____ TRECHO FORNECIDO

29/05/2008
Não é a Bahia. Nem o Rio de Janeiro.
É o Rio Grande do Sul - das modelos de olhos azuis e dos sobrenomes
cheios de consoantes - o estado mais afro-religioso do Brasil.
A fotógrafa Mirian Fichtner mergulhou
por três anos nessa realidade surpreendente e testemunhou rituais
nunca antes alcançados por uma câmera. Época apresenta
com exclusividade as imagens de uma áfrica de bombachas.
ELIANE BRUM
Matéria da Revista Época - Edição 552 -
19/05/2008
19/05/2008 | Edição nº 522

OS CAVALEIROS DO RIO GRANDE
À beira do Guaíba, em Porto Alegre, a representação
dos orixás do batuque, a mais tradicional das religiões
afro-gaúchas, cultuada desde o século XIX. Sentado, de
branco, Cleon de Oxalá, um dos mais antigos pais-de-santo do
Estado, com casas em várias cidades brasileiras, além
da Argentina, México, Estados Unidos e Portugal
Sim, é oficial. Ogum, o orixá guerreiro,
prefere churrasco. A informação não é nova,
mas sempre causa espanto. O Censo de 2000 mostrou que é o Rio
Grande do Sul o maior enclave afro-religioso do Brasil: 1,6% da população.
Na Bahia, onde tanta gente importante marca ponto em terreiros, apenas
0,08% identifica-se como adeptos de religiões de origem africana.
No Brasil todo, 0,3%. Enquanto no país o número de afro-religiosos
diminuiu, no Rio Grande aumentou. Que mistério é esse
que faz com que exista uma África de bombachas justamente no
Estado que adora enaltecer sua colonização européia
e costuma esquecer a participação de negros e índios
em sua história? Por que se fala tão pouco sobre isso?
Essas foram as perguntas que lançaram a fotógrafa
gaúcha Mirian Fichtner num caminho cheio de encruzilhadas s fascinantes.
Com a ajuda do jornalista Carlos Eduardo Caramez e do antropólogo
Ari Pedro Oro, um dos maiores especialistas em religião do país,
Mirian mergulhou por três anos em um mundo regido por leis desconhecidas.

________
____ DADOS DE ENTRADA

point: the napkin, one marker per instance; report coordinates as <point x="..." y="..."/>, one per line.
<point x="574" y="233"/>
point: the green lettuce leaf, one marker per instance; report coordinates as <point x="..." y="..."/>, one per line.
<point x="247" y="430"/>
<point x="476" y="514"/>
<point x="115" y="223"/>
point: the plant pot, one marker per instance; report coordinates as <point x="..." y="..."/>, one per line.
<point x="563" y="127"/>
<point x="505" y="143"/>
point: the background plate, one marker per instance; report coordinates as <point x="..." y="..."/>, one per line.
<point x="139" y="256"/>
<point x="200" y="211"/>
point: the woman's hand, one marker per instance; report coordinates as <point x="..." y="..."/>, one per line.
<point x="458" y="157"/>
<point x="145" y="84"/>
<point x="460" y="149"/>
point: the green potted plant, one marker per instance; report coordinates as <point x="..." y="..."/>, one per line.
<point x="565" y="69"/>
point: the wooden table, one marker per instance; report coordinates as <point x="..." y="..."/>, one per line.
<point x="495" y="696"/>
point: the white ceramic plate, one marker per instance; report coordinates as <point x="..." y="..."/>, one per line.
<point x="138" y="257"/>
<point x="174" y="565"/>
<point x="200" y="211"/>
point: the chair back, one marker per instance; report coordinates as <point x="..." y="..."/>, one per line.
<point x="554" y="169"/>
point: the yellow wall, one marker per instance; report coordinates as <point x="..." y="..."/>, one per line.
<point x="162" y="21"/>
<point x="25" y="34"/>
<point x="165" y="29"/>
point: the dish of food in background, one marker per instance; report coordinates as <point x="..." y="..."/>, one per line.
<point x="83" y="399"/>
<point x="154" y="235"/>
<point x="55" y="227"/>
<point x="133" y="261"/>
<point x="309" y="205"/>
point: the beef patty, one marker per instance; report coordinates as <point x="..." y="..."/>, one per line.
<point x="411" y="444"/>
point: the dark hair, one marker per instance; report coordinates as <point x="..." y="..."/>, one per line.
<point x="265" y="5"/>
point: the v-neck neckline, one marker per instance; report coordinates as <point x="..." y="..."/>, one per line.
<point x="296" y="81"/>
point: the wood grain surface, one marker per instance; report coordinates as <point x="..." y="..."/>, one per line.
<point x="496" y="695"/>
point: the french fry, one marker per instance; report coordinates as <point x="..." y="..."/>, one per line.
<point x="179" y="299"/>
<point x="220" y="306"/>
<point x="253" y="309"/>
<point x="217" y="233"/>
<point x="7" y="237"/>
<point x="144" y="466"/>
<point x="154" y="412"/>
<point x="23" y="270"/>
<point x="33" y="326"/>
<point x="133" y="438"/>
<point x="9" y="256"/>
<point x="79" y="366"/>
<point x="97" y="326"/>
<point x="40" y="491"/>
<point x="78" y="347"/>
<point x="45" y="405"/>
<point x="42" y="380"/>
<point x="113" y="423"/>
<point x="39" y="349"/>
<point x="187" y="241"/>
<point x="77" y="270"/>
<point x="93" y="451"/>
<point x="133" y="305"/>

________

**DESAFIOS**.
1. Nas linhas que seguem o trecho sobre as religiões afro-gaúchas, mostre todas as que contêm a palavra "green".
2. Escreva a continuação do trecho sobre as religiões afro-gaúchas, começando logo após a última frase.

**RESULTADOS DO EXERCÍCIO**.
1.
point: the green lettuce leaf, one marker per instance; report coordinates as <point x="..." y="..."/>, one per line.
point: the green potted plant, one marker per instance; report coordinates as <point x="..." y="..."/>, one per line.

2.
Gaúcha descendente de italianos e alemães, batizada no
catolicismo, mas sem religião definida, seguiu o som dos tambores
silenciosos do Rio Grande. Com respeito, pedindo licença, entrou
pela porta da frente de muitos dos 30 mil terreiros do Estado, divididos
em três vertentes: batuque, a mais tradicional, umbanda e linha
cruzada. E foi autorizada a registrar rituais até então
fechados às câmeras. As entidades, incorporadas em pais
e mães-de-santo, passaram a chamá-la de "Moça-Luz",
por causa dos flashes.
Em geral, o texto é o elemento que conduz uma
reportagem. Mirian Fichtner inverteu o foco: fez uma reportagem em que
as fotos contam uma história inédita, que estava ali,
diante do olhar de todos, nos números do IBGE, mas quase ninguém
via. Mais de 5 mil retratos iluminam uma zona de sombras do cotidiano
dos gaúchos - e do Brasil. Deu ao trabalho o nome de Cavalo de
Santo: assim são chamados aqueles cujo corpo é cavalgado
pelas entidades espirituais durante a possessão.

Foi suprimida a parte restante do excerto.